═══ Study material

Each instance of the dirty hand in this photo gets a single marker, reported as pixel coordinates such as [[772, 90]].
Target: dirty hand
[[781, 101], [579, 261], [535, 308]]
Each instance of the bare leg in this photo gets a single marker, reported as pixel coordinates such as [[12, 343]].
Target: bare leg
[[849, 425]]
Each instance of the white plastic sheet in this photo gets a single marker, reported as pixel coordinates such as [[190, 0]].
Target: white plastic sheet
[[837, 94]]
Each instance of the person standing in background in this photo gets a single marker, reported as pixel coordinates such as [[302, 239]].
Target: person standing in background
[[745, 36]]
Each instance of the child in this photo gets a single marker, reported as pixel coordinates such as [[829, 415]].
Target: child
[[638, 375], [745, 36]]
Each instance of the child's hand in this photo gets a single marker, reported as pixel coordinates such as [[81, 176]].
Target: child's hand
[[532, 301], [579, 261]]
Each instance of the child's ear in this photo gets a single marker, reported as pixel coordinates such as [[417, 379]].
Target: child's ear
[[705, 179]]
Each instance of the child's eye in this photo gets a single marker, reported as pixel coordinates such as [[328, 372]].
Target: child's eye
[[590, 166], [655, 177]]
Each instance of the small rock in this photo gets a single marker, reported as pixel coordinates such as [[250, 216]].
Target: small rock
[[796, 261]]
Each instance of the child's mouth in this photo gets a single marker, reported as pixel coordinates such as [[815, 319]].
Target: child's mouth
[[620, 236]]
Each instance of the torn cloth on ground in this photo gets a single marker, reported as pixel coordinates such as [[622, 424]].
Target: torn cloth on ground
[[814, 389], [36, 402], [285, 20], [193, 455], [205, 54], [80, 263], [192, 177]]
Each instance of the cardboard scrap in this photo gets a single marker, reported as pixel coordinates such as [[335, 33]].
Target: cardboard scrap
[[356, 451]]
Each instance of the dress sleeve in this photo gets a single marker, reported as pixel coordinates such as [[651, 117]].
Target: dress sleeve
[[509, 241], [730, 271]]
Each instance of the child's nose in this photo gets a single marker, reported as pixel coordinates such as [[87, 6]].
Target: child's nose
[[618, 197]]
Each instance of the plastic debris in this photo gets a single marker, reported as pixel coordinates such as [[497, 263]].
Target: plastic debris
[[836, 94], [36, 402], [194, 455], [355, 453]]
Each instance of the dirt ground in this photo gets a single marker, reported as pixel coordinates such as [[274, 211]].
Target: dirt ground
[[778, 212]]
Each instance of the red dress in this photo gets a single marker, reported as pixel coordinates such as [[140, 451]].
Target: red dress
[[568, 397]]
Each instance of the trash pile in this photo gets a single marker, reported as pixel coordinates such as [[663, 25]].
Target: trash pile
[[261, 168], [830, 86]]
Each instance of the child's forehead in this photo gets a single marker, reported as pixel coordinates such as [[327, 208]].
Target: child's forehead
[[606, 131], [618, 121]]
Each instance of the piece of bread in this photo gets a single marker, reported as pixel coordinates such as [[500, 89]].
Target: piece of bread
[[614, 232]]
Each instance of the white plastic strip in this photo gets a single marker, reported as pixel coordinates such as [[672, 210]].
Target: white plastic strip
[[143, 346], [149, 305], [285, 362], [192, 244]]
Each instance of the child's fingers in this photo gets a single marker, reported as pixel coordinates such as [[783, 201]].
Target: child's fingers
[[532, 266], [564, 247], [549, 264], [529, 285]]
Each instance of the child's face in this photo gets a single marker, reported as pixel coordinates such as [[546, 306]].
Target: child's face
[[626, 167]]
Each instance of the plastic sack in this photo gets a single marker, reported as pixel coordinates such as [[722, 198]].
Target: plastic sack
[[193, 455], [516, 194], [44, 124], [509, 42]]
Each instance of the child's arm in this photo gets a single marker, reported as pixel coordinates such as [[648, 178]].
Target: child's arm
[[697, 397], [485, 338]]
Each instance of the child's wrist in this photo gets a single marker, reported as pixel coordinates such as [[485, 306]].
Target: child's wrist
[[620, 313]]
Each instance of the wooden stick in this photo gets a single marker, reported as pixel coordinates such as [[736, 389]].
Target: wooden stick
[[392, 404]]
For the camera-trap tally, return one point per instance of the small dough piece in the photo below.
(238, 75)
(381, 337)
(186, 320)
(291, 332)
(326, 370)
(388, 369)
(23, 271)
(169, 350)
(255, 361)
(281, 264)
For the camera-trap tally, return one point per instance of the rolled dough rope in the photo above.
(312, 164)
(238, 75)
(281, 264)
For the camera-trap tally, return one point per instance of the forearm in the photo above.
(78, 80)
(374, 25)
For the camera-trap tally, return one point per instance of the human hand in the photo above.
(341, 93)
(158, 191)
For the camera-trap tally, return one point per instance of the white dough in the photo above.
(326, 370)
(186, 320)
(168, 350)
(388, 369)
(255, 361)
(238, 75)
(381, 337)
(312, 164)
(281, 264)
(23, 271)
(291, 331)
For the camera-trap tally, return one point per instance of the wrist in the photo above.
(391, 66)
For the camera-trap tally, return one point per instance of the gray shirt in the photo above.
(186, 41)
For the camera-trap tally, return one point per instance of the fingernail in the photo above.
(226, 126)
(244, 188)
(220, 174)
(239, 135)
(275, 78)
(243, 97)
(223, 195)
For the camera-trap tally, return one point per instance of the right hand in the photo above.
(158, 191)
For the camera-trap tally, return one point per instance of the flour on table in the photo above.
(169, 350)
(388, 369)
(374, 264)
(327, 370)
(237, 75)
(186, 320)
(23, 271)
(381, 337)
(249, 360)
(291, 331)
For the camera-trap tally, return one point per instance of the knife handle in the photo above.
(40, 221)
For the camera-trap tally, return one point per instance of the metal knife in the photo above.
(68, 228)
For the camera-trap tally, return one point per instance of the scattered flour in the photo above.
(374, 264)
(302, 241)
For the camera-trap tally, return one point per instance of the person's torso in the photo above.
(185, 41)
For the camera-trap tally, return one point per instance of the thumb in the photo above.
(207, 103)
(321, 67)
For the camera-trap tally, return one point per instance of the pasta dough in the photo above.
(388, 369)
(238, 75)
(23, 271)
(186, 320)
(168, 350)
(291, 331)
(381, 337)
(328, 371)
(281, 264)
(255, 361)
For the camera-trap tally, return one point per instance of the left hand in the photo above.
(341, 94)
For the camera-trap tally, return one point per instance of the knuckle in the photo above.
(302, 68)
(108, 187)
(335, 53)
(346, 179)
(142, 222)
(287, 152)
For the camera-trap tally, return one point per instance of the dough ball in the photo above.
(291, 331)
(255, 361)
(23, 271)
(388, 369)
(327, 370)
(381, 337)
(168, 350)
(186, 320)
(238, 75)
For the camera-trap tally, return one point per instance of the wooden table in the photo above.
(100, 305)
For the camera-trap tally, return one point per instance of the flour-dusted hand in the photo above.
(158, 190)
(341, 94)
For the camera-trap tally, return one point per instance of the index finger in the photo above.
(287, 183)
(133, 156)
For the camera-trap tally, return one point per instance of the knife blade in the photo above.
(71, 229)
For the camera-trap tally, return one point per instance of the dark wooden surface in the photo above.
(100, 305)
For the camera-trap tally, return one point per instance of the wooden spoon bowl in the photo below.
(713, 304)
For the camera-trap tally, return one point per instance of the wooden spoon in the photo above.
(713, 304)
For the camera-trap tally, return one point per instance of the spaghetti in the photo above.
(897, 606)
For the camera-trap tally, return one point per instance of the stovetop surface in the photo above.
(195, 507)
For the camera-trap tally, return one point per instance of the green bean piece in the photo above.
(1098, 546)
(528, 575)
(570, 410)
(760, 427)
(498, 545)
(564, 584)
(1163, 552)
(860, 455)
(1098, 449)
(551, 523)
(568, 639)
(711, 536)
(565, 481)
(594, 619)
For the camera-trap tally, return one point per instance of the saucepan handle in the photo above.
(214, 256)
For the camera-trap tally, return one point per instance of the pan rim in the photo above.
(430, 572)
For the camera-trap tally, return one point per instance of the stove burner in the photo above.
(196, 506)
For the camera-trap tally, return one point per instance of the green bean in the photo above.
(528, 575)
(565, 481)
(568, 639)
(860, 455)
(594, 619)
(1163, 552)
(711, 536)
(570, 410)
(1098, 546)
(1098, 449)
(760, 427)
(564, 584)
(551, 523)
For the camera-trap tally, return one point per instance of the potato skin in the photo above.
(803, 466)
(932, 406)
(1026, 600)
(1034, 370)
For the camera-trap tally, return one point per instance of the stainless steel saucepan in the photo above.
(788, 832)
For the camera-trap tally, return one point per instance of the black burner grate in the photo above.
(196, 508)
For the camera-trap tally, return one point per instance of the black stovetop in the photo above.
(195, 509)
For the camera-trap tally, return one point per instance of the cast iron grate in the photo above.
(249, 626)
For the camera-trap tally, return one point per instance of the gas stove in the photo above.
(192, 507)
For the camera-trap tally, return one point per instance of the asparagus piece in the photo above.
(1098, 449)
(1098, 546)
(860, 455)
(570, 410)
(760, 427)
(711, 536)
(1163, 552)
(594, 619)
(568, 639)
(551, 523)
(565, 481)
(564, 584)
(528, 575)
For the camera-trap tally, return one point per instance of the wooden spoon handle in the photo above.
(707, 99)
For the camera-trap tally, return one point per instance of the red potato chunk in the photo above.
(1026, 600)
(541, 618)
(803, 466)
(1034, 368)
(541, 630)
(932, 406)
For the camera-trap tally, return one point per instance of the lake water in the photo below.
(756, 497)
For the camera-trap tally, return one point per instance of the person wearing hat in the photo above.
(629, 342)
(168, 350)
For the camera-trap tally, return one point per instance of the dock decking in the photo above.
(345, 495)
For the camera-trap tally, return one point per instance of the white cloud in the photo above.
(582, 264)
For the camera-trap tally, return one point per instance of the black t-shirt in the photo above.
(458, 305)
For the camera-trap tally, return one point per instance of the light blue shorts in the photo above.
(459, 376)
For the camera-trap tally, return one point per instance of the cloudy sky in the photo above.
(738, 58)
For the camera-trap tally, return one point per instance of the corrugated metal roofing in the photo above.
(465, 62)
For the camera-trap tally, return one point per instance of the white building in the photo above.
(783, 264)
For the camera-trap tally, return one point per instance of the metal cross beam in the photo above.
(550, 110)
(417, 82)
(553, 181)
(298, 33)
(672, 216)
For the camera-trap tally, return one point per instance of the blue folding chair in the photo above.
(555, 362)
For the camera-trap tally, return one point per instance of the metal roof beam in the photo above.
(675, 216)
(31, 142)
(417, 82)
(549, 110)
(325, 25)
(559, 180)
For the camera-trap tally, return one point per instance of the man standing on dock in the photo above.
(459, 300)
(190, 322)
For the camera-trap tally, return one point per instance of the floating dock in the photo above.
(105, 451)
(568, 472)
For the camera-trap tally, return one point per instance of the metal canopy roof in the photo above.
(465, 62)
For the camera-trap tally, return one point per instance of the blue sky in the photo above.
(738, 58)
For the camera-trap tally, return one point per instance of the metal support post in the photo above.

══════

**What the exercise asks:** Please print, exactly and with nothing else, the lines from the first line of the entries through the line containing "Each instance of the person".

**Answer to this problem:**
Each instance of the dirty hand in this photo gets a single marker, reported as pixel coordinates such as [[772, 90]].
Target: dirty hand
[[781, 101], [579, 261], [535, 308]]
Each instance of the bare leg in this photo gets a single marker, reported as pixel coordinates such as [[12, 343]].
Target: bare leg
[[849, 425]]
Each instance of the white plastic sheet in this photo gets a single marker, reported as pixel coordinates such as [[190, 0]].
Target: white plastic sheet
[[837, 94]]
Each instance of the person standing in background in this photo gets a single marker, reported as pixel coordinates such as [[302, 239]].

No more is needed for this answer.